- **Requirements**
Can you reproduce the listing with every "instance" renamed to "occurrence" and nothing else changed?

Collected data
**********

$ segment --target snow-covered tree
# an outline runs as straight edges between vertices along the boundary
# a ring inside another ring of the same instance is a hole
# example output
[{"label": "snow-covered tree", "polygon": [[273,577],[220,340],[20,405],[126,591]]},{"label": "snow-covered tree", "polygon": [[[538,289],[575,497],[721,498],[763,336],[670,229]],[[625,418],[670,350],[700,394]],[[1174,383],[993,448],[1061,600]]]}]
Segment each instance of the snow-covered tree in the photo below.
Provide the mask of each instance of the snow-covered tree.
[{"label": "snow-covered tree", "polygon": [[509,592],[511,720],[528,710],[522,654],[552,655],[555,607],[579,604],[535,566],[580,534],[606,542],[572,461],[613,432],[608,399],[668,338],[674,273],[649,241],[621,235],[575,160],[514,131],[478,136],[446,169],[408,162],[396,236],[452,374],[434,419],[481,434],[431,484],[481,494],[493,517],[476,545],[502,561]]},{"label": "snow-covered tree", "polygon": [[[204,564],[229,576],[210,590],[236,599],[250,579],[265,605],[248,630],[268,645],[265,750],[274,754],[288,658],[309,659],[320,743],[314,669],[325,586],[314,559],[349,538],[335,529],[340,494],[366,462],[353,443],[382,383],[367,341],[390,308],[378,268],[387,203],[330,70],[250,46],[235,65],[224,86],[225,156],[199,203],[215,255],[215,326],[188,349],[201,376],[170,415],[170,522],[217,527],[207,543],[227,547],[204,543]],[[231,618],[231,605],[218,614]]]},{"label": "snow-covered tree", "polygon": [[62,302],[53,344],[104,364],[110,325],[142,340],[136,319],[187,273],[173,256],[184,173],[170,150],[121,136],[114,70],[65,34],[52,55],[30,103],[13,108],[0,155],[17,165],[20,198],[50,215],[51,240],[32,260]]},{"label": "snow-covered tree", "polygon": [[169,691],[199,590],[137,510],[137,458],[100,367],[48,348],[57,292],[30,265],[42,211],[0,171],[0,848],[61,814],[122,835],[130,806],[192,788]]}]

**********

- **Solution to this task**
$ segment --target snow-covered tree
# an outline runs as straight edges between vertices along the boundary
# a ring inside another ring of the same occurrence is a hole
# example output
[{"label": "snow-covered tree", "polygon": [[273,577],[220,340],[20,405],[126,591]]},{"label": "snow-covered tree", "polygon": [[[538,289],[575,497],[721,498],[763,336],[670,229]],[[625,418],[670,350],[700,394]],[[1174,383],[993,448],[1061,600]]]}]
Segment each occurrence of the snow-covered tree in the photo below.
Provide the mask of each occurrence of the snow-covered tree.
[{"label": "snow-covered tree", "polygon": [[509,592],[511,720],[528,710],[522,654],[552,655],[555,607],[579,604],[535,566],[580,534],[606,542],[572,461],[613,432],[608,399],[668,338],[674,273],[649,241],[621,235],[575,160],[514,131],[478,136],[446,169],[408,162],[396,236],[452,374],[434,419],[481,434],[431,484],[481,494],[493,517],[476,545],[502,561]]},{"label": "snow-covered tree", "polygon": [[[204,564],[229,576],[210,590],[236,599],[250,579],[265,605],[248,630],[268,645],[265,750],[274,754],[288,658],[309,659],[320,743],[314,669],[325,586],[314,559],[349,538],[335,529],[340,494],[366,462],[353,443],[382,383],[367,341],[390,308],[378,268],[387,203],[330,70],[250,46],[235,65],[224,86],[225,156],[199,203],[215,255],[215,326],[188,349],[201,376],[170,415],[170,522],[217,527],[207,543],[227,547],[204,543]],[[231,618],[231,605],[218,614]]]},{"label": "snow-covered tree", "polygon": [[62,302],[53,344],[104,364],[110,325],[142,340],[136,319],[187,273],[173,256],[184,173],[170,150],[121,136],[114,70],[65,34],[52,55],[30,103],[13,108],[0,155],[17,165],[20,198],[50,215],[51,240],[32,260]]},{"label": "snow-covered tree", "polygon": [[169,691],[199,590],[137,510],[137,458],[100,367],[48,348],[57,292],[30,265],[42,211],[0,171],[0,848],[61,814],[122,835],[130,806],[192,788]]}]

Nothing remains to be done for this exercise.